» **TASK REQUIREMENTS**
Continue the "Dreaming of days" diary from where it ends, adding at least one more day's entry.

» **TEXT EXTRACT**

::::::::

Dreaming of days

Day 24.

At night I dream of my brother who treats me to some Dutch food, the familiar place in our hometown. I want to pay him back my part but for some reason cannot. I doze off and I dream that a positive case lives in our bathroom. It has no shape, I just know it exists and that I cannot go there. There’s a dash of WeChat green and can you hear the people sing. I’ve never dreamed so much as I’ve done these days — unhinged dreams without the fever.

Day 25.

These days are about everything. At night, our curtain flashes red and blue from a police car parked downstairs. Outside, officers are yelling at buildings through megaphones that residents cannot go outside. They have the resoluteness the dabai’s lack, but only a bit more. The dabai’s have given up warning seniors, resenting themselves to the faith that they’ll never leave this compound for all eternity. In the night, smartphones light their faces, WeChat and Douyin occupy their days. There are no green fences here, just stipulations without enforcement.

::::::::

» **RECORD EXTRACTS**
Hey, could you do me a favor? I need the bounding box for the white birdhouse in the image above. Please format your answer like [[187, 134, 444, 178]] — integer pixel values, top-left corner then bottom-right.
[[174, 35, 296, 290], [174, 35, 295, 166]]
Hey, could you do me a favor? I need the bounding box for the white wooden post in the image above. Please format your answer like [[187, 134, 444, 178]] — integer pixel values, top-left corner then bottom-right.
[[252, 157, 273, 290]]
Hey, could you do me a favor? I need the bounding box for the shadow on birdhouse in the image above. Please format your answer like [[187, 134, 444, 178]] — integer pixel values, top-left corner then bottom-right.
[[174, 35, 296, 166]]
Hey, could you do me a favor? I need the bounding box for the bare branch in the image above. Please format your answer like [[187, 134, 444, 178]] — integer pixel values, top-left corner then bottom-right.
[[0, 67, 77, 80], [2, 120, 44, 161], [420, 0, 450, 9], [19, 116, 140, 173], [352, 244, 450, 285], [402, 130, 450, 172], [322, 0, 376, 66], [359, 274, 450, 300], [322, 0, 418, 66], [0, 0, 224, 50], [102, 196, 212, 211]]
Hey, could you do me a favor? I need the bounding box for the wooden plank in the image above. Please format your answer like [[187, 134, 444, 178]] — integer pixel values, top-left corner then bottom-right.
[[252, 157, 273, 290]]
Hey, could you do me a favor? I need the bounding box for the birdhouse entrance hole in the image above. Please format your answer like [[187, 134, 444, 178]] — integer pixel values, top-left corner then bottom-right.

::::::::

» **ANSWER TO THIS EXERCISE**
Day -46.

Monday, February 14th — Valentine’s Day. I was in Suzhou ready to leave for Shanghai — but at 06:30 in the morning the compound was closed. Suzhou, unlike Shanghai, took the measures early when only a handful of cases had appeared. We had to wait for tubes and people wrapped in plastic to arrive, and after a PCR test and being handed a colored piece of paper we could leave the compound.

I had already missed my train and stayed a few more days. Each day brought the same old song yet ever new. Do a test and get a new paper — a new color and new significance each day. Schools were supposed to start their semester but didn’t — shopping malls and parks were closed.

Day 27.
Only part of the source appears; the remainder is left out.